[Start EXERCISE MATERIAL]

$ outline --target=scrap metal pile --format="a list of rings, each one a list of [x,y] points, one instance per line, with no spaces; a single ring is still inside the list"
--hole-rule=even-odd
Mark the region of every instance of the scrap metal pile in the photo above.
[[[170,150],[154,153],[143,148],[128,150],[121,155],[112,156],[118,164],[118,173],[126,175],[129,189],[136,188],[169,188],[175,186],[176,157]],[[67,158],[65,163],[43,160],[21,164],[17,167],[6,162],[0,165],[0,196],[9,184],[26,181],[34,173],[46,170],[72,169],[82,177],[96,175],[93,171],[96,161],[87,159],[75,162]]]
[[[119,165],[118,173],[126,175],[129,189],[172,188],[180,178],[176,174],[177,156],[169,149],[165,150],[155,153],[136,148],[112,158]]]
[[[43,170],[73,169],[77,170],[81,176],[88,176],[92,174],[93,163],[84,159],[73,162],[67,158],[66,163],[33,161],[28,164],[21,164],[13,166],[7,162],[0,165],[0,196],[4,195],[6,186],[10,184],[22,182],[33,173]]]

[End EXERCISE MATERIAL]
[Start EXERCISE MATERIAL]

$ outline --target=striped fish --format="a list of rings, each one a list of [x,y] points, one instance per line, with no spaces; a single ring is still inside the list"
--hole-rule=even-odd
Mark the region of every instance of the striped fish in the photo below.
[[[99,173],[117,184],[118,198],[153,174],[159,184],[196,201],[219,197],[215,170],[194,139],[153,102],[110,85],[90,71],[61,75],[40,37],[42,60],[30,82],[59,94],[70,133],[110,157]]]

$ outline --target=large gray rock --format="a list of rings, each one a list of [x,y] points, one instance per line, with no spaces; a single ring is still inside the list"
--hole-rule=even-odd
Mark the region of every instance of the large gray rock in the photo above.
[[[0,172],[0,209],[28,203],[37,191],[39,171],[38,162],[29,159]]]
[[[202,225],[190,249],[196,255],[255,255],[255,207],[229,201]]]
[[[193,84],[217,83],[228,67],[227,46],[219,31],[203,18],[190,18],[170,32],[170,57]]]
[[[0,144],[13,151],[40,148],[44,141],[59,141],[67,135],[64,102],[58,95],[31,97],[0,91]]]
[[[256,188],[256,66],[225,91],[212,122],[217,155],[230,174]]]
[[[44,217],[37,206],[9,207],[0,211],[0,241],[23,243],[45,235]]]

[End EXERCISE MATERIAL]
[Start EXERCISE MATERIAL]

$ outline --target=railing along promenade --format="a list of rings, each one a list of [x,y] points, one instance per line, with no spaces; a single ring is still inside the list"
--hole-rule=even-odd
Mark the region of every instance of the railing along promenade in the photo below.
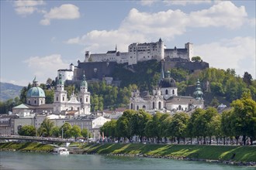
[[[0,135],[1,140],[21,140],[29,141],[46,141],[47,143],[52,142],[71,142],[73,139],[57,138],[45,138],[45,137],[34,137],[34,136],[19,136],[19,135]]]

[End EXERCISE MATERIAL]

**TASK BRIEF**: Return the lines from the line that contains "outline --target=striped fish" through the line that contains "[[[44,217],[37,206],[9,207],[0,211],[0,241],[23,243],[45,235]]]" unchanged, both of those lines included.

**WORKED ANSWER**:
$ outline --target=striped fish --format="a list of rings, each one a list of [x,y] points, one instance per line, with no spaces; a single ring is still inside the list"
--hole-rule=even-odd
Mark the region of every instance of the striped fish in the photo below.
[[[99,173],[117,184],[118,198],[153,174],[159,184],[196,201],[219,197],[215,170],[194,139],[153,102],[110,85],[90,71],[61,75],[40,37],[42,60],[30,82],[59,94],[70,133],[110,157]]]

$ outline --target=large gray rock --format="a list of rings, each one a list of [x,y] points, one instance per line, with no spaces; a single ring is still inside the list"
--hole-rule=even-odd
Mark the region of every instance of the large gray rock in the photo above.
[[[0,172],[0,209],[28,203],[37,191],[39,171],[38,162],[29,159]]]
[[[202,225],[190,249],[196,255],[255,255],[255,207],[229,201]]]
[[[193,84],[217,83],[228,67],[227,46],[219,31],[203,18],[190,18],[170,32],[170,57]]]
[[[0,144],[13,151],[40,148],[44,141],[59,141],[67,135],[64,102],[58,95],[31,97],[0,91]]]
[[[256,188],[256,66],[225,91],[212,122],[217,155],[230,174]]]
[[[44,217],[37,206],[9,207],[0,211],[0,241],[23,243],[45,235]]]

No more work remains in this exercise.